▶ ACTIONS TO TAKE:
**1)** Rewrite the forum post about dip meters from "I switched to" up to and including "an air-variable cap.", replacing "dipper" with "dip meter".
**2)** In the forum post about dip meters, what accessory was the Heathkit TD dipper actually worse than?

▶ DOCUMENT EXCERPT:
----

In article ,
Ian Field wrote:
Best one I ever used was the tube version of the Millen.
I switched to the solid state version and regretted it.
Much less sensitive and more fiddly than the tube version.
Tunnel dipper was the worst for sensitivity.
A while back I acquired a small Tektronix component envelope containing very
tiny "top hat" style diodes that there's a faint possibility they could be
TDs.
Copying the Heathkit TD dipper had crossed my mind - now I probably
won't.
By all accounts I've ever read, the Heathkit TD dipper isn't a good
performer. I've played around with one briefly and it had a very
difficult time sensing a resonance even with a large high-Q air-core
inductor and an air-variable cap.
It was actually worse than the "grid dip meter" accessory for an
MFJ-259/269 antenna analyzer, and that's saying something... something
profoundly bad :-(
I compared the MFJ to a more recent Heathkit solid-state dipper (an
HD-1250 if I recall correctly), to a B&W, and to a Measurements 59.

----

Stored entries:
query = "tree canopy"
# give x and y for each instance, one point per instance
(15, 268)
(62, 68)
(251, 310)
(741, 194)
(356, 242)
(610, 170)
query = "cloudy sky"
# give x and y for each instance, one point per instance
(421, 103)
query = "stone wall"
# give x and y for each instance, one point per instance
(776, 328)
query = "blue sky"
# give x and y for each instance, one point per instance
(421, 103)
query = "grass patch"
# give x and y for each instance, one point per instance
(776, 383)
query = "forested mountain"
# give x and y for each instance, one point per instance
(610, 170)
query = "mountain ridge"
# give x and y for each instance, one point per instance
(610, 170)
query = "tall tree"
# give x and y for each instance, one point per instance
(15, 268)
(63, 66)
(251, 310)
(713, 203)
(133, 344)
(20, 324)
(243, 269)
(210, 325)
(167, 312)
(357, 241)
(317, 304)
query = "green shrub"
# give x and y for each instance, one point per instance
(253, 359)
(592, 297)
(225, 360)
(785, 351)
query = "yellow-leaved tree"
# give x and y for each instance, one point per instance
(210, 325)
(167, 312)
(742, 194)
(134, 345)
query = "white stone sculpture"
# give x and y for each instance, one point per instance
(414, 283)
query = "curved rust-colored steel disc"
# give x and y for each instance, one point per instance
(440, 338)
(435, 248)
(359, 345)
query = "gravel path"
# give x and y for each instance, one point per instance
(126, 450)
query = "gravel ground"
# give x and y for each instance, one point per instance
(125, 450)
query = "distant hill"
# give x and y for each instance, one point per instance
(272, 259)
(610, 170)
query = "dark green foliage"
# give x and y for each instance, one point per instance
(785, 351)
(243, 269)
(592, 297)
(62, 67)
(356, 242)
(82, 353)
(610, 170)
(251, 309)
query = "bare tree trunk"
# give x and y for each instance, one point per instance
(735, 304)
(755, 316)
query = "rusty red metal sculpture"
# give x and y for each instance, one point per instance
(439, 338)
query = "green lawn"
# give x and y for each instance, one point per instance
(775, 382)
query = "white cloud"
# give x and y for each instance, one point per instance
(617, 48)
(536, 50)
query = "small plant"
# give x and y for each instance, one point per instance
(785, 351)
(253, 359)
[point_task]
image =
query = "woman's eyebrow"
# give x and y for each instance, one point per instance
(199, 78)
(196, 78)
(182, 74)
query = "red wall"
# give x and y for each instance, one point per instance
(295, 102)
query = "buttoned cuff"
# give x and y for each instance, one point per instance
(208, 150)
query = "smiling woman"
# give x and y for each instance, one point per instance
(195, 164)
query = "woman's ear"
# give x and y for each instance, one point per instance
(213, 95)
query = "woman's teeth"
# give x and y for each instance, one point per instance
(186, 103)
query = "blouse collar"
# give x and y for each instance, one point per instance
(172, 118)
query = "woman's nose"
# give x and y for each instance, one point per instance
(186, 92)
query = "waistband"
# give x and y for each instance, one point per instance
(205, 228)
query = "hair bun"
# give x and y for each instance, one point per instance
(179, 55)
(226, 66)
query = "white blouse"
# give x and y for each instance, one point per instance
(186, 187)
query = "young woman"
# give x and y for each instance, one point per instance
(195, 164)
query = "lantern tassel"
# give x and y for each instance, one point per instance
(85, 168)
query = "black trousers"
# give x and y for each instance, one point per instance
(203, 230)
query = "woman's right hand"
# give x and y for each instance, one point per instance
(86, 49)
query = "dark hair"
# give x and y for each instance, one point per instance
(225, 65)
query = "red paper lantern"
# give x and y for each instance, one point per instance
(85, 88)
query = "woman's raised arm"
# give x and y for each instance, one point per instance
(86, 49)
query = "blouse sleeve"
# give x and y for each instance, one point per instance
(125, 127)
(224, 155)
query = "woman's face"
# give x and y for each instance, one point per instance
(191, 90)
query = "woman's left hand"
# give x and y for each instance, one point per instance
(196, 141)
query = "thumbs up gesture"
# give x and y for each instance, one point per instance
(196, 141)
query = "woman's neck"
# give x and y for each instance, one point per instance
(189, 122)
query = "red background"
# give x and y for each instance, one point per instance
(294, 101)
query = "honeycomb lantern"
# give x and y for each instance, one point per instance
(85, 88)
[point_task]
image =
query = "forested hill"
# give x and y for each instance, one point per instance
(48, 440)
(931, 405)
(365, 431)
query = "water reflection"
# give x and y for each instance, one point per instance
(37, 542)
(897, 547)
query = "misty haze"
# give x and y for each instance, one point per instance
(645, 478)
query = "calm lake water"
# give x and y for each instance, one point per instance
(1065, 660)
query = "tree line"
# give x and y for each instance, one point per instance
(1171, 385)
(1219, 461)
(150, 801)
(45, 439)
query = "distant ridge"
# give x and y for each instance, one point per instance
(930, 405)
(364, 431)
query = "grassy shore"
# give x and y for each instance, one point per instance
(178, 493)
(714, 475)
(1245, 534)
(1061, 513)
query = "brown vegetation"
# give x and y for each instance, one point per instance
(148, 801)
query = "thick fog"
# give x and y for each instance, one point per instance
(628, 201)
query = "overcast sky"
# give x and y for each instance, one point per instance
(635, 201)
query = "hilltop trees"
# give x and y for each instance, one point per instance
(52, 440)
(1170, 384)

----

▶ TASK-BY-TASK OUTPUTS:
**1)**
I switched to the solid state version and regretted it.
Much less sensitive and more fiddly than the tube version.
Tunnel dip meter was the worst for sensitivity.
A while back I acquired a small Tektronix component envelope containing very
tiny "top hat" style diodes that there's a faint possibility they could be
TDs.
Copying the Heathkit TD dip meter had crossed my mind - now I probably
won't.
By all accounts I've ever read, the Heathkit TD dip meter isn't a good
performer. I've played around with one briefly and it had a very
difficult time sensing a resonance even with a large high-Q air-core
inductor and an air-variable cap.

**2)** The "grid dip meter" accessory for an MFJ-259/269 antenna analyzer.